Grading has been a hot topic recently. I was in a Twitter chat last night (#mschat) that focused the entire hour on some of the issues and concerns about teacher grading policies.
Since my office has construction workers cutting a hole in my exterior wall today, I’m not going to be able to write that expansion post on Google Earth. Instead I’m going to reflect on my experience from last night’s #mschat (Middle School chat) on Twitter. If you want to check out a review about it you can check Todd Bloch’s Storify from last night. The topic revolved around grading. Not just how much grading teachers do but more importantly, how we reflect on the purpose of grading. It really was a fascinating conversation.
If you have never been involved in a Twitter chat for teacher you are really missing out. Just looking through the first 15-20 slide from last night I noticed that I was connecting with educators from Illinois, California, Ohio, Michigan, Missouri, Massachusetts, Maine, New Hampshire, Indiana, Texas, Georgia, New Jersey, and even from Toronto, Canada. In addition to this far ranging field of connected educators, their areas of expertise also varied greatly.

### GIVEN EXERCISE A
Could you give the blog post again between "Since my office" and "a fascinating conversation.", inclusive, replacing "construction workers" with "electricians"?
The blog post above has no connection to the records that follow.

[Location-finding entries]
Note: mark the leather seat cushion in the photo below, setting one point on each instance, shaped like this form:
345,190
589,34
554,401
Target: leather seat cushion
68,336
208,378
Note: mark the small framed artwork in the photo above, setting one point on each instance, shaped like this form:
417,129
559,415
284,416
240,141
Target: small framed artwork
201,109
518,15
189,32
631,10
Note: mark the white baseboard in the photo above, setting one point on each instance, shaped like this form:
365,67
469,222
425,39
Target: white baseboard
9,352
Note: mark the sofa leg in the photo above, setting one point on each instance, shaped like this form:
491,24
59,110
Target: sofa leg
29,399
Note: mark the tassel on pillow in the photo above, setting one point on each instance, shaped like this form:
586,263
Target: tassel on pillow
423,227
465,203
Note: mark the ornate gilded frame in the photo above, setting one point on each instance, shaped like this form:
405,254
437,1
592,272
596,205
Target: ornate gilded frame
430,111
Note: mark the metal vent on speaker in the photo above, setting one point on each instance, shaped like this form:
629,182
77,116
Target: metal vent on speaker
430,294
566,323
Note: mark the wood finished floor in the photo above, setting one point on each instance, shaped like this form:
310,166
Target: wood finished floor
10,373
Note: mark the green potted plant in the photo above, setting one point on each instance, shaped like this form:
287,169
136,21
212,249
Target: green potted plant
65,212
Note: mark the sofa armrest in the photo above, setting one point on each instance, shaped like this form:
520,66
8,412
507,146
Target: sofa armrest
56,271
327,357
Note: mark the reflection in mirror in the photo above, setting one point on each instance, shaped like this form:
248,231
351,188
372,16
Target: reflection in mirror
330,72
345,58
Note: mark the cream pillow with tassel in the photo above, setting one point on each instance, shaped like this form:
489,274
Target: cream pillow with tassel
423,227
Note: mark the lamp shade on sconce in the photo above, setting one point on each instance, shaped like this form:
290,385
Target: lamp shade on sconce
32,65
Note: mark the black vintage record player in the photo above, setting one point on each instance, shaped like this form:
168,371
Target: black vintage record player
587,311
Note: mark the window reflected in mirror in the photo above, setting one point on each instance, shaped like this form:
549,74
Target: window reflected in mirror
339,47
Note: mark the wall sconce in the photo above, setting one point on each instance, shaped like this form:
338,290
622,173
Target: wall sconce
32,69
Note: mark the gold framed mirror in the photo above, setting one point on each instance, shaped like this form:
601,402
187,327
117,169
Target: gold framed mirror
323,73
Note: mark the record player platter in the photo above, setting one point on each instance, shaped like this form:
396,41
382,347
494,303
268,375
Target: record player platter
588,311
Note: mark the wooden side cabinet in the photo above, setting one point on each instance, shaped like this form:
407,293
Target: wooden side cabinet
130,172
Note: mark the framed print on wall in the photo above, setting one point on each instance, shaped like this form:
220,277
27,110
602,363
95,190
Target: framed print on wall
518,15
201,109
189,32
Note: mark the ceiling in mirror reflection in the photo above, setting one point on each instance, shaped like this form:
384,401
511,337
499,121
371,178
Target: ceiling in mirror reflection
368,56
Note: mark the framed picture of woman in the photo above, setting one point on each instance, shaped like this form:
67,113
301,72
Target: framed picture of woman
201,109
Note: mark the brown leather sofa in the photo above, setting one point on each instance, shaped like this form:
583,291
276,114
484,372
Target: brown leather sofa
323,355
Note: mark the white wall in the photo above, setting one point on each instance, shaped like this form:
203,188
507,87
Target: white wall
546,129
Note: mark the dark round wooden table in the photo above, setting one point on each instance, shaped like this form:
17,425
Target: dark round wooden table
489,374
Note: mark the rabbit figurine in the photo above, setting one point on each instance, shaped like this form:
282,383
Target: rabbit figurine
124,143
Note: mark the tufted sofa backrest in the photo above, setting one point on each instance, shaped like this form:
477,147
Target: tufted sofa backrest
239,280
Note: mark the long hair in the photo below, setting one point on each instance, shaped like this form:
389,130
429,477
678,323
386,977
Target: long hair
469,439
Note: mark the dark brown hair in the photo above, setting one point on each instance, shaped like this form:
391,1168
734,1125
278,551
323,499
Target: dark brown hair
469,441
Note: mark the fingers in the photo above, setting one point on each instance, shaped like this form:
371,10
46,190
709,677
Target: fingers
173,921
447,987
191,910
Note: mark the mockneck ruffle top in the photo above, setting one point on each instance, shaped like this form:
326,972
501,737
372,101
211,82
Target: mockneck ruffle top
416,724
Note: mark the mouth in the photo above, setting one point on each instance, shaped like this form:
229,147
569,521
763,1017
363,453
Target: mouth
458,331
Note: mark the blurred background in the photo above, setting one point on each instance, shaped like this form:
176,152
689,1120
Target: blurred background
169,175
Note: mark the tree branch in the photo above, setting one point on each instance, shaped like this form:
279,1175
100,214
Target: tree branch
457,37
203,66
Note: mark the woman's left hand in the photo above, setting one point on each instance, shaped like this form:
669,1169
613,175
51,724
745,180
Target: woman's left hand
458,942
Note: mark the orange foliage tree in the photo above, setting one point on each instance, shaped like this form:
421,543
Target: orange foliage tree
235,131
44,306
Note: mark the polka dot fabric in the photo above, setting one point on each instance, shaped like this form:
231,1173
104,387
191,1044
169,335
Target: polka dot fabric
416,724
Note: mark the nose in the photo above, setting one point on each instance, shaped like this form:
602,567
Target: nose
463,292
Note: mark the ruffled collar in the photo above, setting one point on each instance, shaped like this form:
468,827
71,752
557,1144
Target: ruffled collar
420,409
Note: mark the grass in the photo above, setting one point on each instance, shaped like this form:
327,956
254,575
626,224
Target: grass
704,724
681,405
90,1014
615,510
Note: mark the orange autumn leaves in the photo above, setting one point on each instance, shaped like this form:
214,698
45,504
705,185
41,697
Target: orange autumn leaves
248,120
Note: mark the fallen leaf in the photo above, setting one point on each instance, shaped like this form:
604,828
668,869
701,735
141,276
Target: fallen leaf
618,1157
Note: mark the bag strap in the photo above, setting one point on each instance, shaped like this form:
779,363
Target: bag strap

### GIVEN EXERCISE B
Can you find every line in the records that contains the string "lamp" and copy each one out? Case counts.

### WRITTEN REPLY A
Since my office has electricians cutting a hole in my exterior wall today, I’m not going to be able to write that expansion post on Google Earth. Instead I’m going to reflect on my experience from last night’s #mschat (Middle School chat) on Twitter. If you want to check out a review about it you can check Todd Bloch’s Storify from last night. The topic revolved around grading. Not just how much grading teachers do but more importantly, how we reflect on the purpose of grading. It really was a fascinating conversation.

### WRITTEN REPLY B
Note: mark the lamp shade on sconce in the photo above, setting one point on each instance, shaped like this form:
Target: lamp shade on sconce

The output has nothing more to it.